- Consignes de la tâche: Reproduisez les lignes en commençant par celle qui contient « Final verification step: confirm the presence of red polka » et en terminant par celle qui contient « [617,0,778,106] », toutes deux comprises. Substituez-y « stoplight » à « traffic signal light », sans rien modifier d'autre.

- Entrées d'un jeu de données d'annotation:

• • • •

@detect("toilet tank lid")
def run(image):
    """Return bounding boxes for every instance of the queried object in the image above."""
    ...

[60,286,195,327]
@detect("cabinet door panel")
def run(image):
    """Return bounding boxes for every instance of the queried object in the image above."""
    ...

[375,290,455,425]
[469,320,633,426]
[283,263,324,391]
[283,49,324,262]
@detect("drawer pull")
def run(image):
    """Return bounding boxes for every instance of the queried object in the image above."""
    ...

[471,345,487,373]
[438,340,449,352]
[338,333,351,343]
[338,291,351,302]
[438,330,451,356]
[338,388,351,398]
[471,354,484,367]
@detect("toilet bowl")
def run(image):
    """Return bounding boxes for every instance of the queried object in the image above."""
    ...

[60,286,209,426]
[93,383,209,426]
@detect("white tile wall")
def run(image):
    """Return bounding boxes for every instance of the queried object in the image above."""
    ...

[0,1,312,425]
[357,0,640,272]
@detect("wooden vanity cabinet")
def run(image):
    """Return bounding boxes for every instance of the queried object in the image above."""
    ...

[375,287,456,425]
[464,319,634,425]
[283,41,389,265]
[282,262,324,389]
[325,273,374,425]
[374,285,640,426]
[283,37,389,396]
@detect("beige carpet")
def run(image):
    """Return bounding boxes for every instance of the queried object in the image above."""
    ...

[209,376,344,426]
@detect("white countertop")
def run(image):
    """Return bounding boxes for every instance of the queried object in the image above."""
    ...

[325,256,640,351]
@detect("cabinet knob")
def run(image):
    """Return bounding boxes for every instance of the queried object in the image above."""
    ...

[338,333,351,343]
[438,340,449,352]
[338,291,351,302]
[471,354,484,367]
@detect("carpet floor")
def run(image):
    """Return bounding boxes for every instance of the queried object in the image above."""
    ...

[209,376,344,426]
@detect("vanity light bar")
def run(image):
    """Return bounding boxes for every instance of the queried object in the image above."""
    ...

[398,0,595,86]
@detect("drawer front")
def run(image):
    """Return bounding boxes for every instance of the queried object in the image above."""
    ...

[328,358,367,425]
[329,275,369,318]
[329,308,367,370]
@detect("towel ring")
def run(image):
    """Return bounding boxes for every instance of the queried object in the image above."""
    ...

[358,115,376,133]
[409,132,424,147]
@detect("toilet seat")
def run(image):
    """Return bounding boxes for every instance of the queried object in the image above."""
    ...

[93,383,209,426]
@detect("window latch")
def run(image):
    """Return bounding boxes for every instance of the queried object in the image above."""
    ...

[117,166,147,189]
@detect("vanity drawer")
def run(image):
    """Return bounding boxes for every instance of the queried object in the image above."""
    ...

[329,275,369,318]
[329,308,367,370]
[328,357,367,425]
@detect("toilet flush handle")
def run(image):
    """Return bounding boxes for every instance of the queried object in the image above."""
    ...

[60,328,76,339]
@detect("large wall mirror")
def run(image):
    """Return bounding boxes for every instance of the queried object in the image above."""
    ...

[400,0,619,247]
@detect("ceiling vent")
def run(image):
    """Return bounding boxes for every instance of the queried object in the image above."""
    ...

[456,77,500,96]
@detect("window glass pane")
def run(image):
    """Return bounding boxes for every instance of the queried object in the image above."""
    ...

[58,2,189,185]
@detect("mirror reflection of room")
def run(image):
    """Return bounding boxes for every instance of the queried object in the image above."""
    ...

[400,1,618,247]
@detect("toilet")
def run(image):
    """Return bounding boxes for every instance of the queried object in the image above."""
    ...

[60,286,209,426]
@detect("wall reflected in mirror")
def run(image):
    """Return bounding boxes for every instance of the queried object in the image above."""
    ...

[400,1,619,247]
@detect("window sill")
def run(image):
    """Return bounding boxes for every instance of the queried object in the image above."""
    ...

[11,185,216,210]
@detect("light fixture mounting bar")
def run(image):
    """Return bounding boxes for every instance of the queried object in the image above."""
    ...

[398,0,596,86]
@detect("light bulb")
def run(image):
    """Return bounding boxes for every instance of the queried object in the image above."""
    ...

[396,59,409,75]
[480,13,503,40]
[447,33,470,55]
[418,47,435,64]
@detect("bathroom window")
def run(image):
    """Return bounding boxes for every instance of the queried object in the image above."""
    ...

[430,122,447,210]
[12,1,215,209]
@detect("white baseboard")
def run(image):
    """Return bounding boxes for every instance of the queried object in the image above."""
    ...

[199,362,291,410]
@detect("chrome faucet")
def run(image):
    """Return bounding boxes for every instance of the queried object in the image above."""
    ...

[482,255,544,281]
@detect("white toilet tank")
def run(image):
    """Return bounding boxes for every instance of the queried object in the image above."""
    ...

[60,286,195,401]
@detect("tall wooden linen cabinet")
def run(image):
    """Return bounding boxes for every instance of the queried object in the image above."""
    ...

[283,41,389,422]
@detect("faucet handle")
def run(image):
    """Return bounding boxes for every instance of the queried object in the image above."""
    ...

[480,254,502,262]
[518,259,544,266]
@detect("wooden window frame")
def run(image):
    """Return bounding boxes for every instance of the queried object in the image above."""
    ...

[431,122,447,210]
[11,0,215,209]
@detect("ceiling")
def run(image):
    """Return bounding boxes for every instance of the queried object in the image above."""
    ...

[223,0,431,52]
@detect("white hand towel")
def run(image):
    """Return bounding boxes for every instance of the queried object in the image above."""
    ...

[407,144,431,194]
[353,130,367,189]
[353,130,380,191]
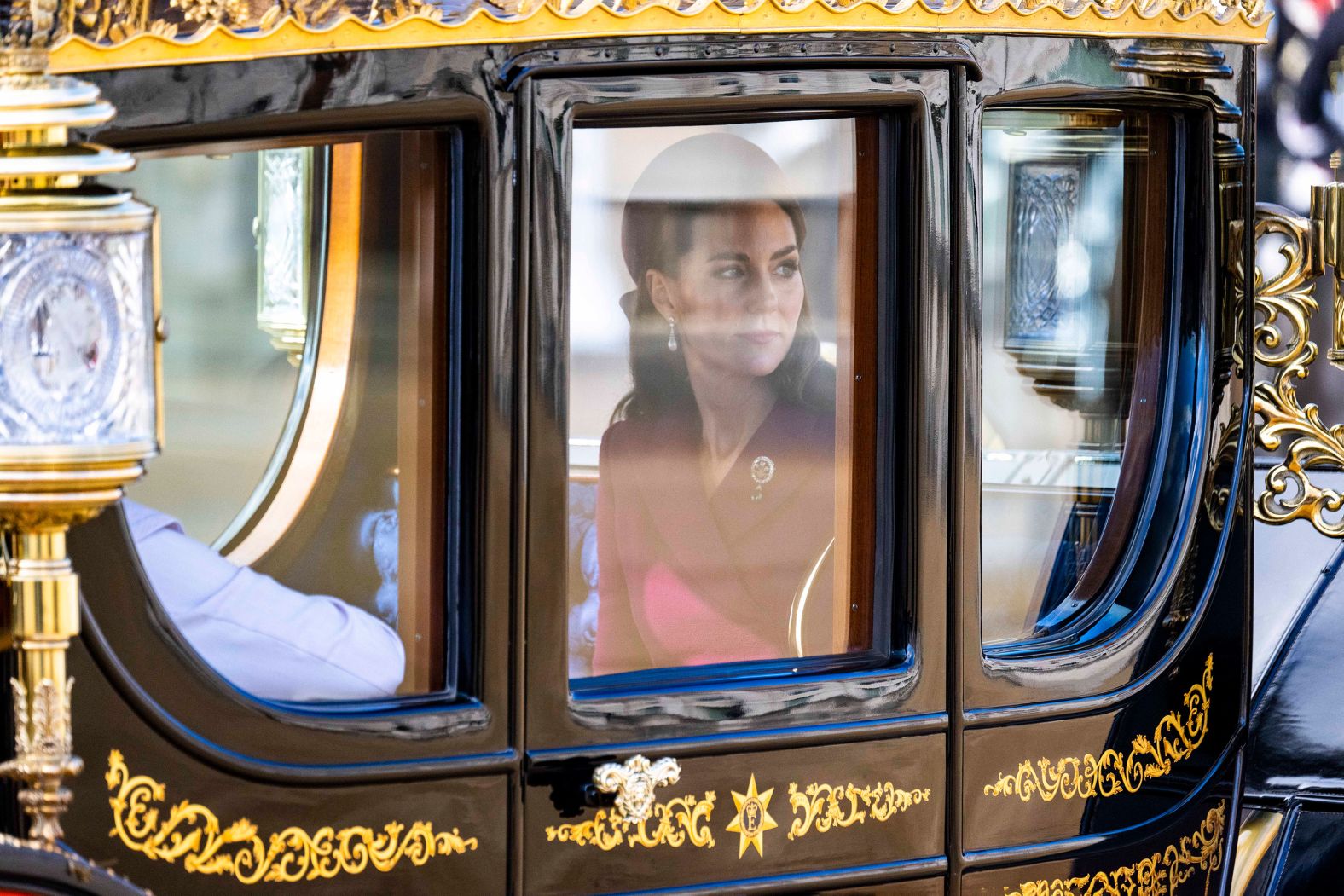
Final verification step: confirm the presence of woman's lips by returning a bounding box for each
[738,329,779,345]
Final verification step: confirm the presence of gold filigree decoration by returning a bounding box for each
[1004,801,1227,896]
[107,749,477,884]
[789,780,933,840]
[1254,205,1344,537]
[985,654,1214,802]
[52,0,1270,72]
[593,755,681,824]
[546,790,714,852]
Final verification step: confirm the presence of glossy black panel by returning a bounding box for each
[962,641,1242,852]
[1248,809,1344,896]
[959,40,1250,724]
[523,735,947,893]
[57,642,509,896]
[820,877,947,896]
[0,844,144,896]
[1246,569,1344,796]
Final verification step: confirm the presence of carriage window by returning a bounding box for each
[113,133,455,702]
[981,110,1168,646]
[569,119,879,682]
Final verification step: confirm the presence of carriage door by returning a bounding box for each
[959,70,1248,896]
[520,52,961,893]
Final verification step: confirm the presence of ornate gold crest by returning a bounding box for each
[727,775,779,858]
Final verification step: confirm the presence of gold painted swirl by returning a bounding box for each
[789,780,931,840]
[107,749,477,884]
[985,654,1214,802]
[1004,801,1227,896]
[546,790,714,850]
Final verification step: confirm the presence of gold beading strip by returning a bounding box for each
[51,0,1270,72]
[985,654,1214,802]
[1004,801,1227,896]
[107,749,477,884]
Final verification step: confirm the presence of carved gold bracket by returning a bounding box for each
[1254,176,1344,537]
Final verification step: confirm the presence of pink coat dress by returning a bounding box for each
[593,402,836,674]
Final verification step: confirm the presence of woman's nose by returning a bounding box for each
[746,270,779,312]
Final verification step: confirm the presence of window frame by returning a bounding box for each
[72,113,512,779]
[525,65,950,747]
[959,87,1218,717]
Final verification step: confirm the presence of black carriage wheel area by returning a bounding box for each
[0,17,1254,896]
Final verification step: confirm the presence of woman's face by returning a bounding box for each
[648,201,803,376]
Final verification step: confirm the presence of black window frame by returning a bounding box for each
[524,61,956,746]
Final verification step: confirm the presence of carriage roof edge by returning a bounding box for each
[51,0,1272,72]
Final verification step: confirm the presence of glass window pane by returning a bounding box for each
[981,110,1167,645]
[569,119,877,679]
[117,133,455,702]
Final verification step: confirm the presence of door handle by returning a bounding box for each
[593,756,681,824]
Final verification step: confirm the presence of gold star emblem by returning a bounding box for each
[727,775,779,858]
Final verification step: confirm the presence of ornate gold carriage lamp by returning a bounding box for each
[0,0,160,849]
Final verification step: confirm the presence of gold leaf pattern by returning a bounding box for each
[1004,801,1227,896]
[1254,205,1344,537]
[546,790,715,850]
[985,654,1214,802]
[789,780,931,840]
[107,749,477,884]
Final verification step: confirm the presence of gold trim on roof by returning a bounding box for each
[51,0,1270,72]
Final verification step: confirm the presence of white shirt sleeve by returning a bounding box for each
[122,500,406,700]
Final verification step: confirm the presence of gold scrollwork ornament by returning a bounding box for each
[107,749,477,884]
[593,756,681,824]
[985,654,1214,802]
[546,790,715,852]
[1004,801,1227,896]
[789,780,933,840]
[1254,205,1344,537]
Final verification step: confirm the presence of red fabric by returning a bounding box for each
[593,404,835,674]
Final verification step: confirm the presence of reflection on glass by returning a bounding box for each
[981,110,1160,644]
[117,133,455,702]
[569,119,872,679]
[122,152,298,544]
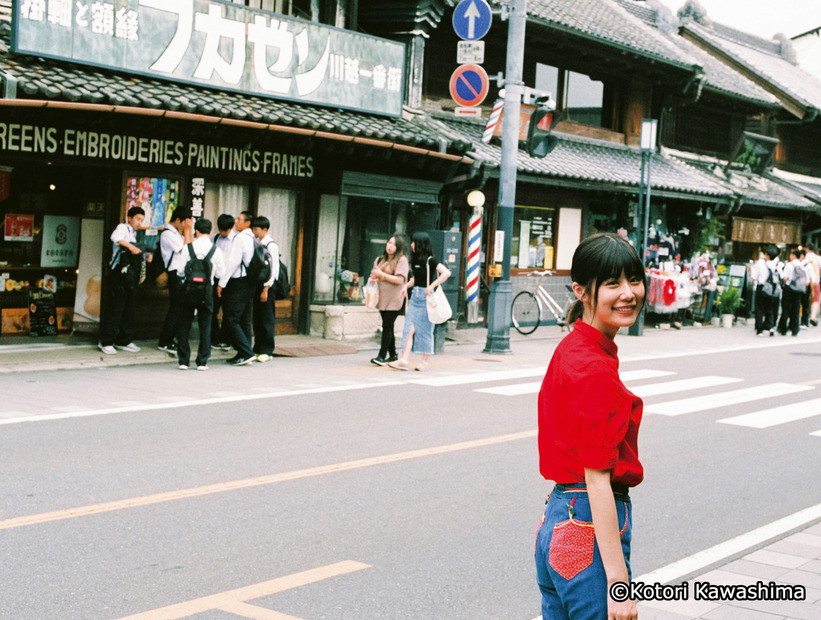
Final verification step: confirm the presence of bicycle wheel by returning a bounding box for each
[510,291,541,336]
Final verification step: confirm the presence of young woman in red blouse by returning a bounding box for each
[536,234,646,620]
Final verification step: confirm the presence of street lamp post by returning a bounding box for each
[484,0,527,353]
[627,118,658,336]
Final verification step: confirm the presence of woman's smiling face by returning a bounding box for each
[573,273,646,338]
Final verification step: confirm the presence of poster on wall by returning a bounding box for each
[125,177,180,228]
[4,213,34,241]
[40,215,80,267]
[73,218,103,332]
[29,289,57,336]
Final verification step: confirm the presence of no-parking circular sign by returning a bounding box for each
[450,65,490,107]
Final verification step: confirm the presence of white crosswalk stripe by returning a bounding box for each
[630,375,742,398]
[644,383,813,416]
[719,398,821,428]
[475,369,672,396]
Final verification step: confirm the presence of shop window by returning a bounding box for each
[0,164,106,336]
[510,206,556,269]
[536,63,604,127]
[313,196,439,303]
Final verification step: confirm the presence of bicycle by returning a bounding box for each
[510,271,576,336]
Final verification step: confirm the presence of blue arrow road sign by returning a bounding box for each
[453,0,493,41]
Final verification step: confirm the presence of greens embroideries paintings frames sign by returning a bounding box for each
[12,0,405,116]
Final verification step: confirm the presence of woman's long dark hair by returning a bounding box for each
[411,232,433,263]
[379,233,405,273]
[567,233,647,324]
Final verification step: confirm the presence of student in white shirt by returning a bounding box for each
[211,213,237,351]
[177,219,224,370]
[217,211,256,366]
[98,207,145,355]
[157,207,194,355]
[251,215,279,362]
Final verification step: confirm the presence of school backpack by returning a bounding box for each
[145,228,174,282]
[787,264,810,293]
[180,243,217,306]
[761,265,781,297]
[274,260,291,299]
[245,239,271,284]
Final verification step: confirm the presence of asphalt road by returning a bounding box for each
[0,332,821,620]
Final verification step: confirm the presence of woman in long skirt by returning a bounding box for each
[388,232,450,370]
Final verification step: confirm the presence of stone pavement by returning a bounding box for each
[0,325,821,620]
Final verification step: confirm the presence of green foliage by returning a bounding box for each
[716,287,744,314]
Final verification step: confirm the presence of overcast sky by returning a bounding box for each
[660,0,821,39]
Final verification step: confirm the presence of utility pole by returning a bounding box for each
[484,0,527,353]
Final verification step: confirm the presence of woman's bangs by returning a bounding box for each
[601,240,644,283]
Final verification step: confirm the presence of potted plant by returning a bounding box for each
[717,286,742,327]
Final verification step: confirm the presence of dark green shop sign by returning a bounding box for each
[12,0,405,116]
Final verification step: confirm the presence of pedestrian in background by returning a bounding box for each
[388,232,450,370]
[217,211,256,366]
[211,213,237,351]
[98,207,145,355]
[157,207,194,356]
[778,249,809,336]
[370,234,410,366]
[536,233,647,620]
[752,245,781,336]
[806,244,821,327]
[251,215,279,362]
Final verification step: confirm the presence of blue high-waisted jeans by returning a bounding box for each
[536,483,633,620]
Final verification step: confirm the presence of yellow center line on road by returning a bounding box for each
[0,430,536,530]
[120,560,370,620]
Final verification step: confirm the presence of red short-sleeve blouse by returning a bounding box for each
[539,321,644,487]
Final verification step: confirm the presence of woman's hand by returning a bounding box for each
[607,592,639,620]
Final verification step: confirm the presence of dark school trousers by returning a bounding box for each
[778,286,801,336]
[211,285,228,344]
[254,287,276,355]
[100,274,137,347]
[379,310,399,359]
[177,298,213,366]
[157,271,182,347]
[222,276,254,359]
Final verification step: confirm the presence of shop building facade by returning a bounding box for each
[0,0,472,338]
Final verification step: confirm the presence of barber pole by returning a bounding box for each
[467,213,482,323]
[482,99,505,143]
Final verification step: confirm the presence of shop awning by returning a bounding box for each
[435,115,735,203]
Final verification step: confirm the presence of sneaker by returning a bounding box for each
[114,342,140,353]
[388,359,410,370]
[231,355,257,366]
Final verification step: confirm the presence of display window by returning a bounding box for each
[510,206,556,269]
[313,195,439,304]
[0,162,106,336]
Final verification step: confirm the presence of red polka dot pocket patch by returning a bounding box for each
[548,500,596,580]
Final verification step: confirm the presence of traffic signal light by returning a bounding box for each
[527,107,562,157]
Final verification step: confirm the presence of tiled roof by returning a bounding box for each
[436,116,734,199]
[527,0,694,68]
[668,151,818,211]
[685,22,821,109]
[0,0,454,153]
[617,0,778,106]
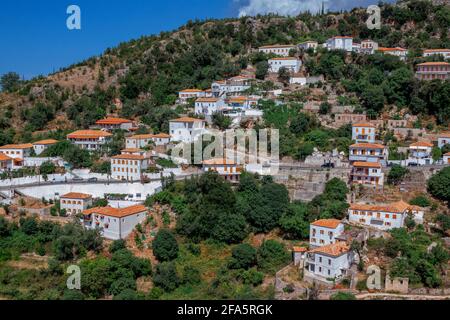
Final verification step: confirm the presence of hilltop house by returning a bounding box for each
[111,149,151,182]
[350,162,384,189]
[258,44,296,57]
[326,36,353,52]
[352,122,376,143]
[169,117,206,143]
[309,219,344,248]
[59,192,92,215]
[67,130,112,151]
[269,57,302,73]
[348,201,424,230]
[33,139,58,156]
[81,205,148,240]
[416,62,450,80]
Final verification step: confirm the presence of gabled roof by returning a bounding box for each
[311,219,341,229]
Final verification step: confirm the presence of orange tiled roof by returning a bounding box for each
[33,139,58,146]
[170,117,205,122]
[0,143,33,150]
[311,219,341,229]
[83,205,147,218]
[349,201,411,213]
[350,143,384,149]
[309,241,350,257]
[96,118,132,124]
[67,130,112,139]
[353,161,381,169]
[61,192,92,199]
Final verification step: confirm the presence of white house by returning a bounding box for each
[95,117,134,131]
[169,117,206,143]
[350,162,384,189]
[33,139,58,156]
[305,242,354,282]
[125,133,170,149]
[67,130,112,151]
[59,192,92,215]
[81,205,148,240]
[348,201,424,230]
[327,36,353,52]
[352,122,376,143]
[269,57,302,73]
[436,132,450,152]
[377,47,408,60]
[349,143,389,165]
[195,98,225,116]
[111,149,151,181]
[258,44,296,57]
[298,40,319,51]
[309,219,344,247]
[203,158,243,181]
[178,89,206,104]
[408,141,434,165]
[359,39,379,54]
[423,49,450,59]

• • • •

- Solution:
Final verification step: confirm the presence of red polka dot pocket patch by returning a bounding box for each
[548,500,596,580]
Final verification step: confirm the presence of stoplight by returning a bounding box for each
[527,107,562,157]
Final verification step: confirm the presence of tiled roof by returning a bounding box for each
[436,116,734,199]
[527,0,694,68]
[668,151,818,211]
[685,22,821,109]
[0,0,454,153]
[617,0,778,106]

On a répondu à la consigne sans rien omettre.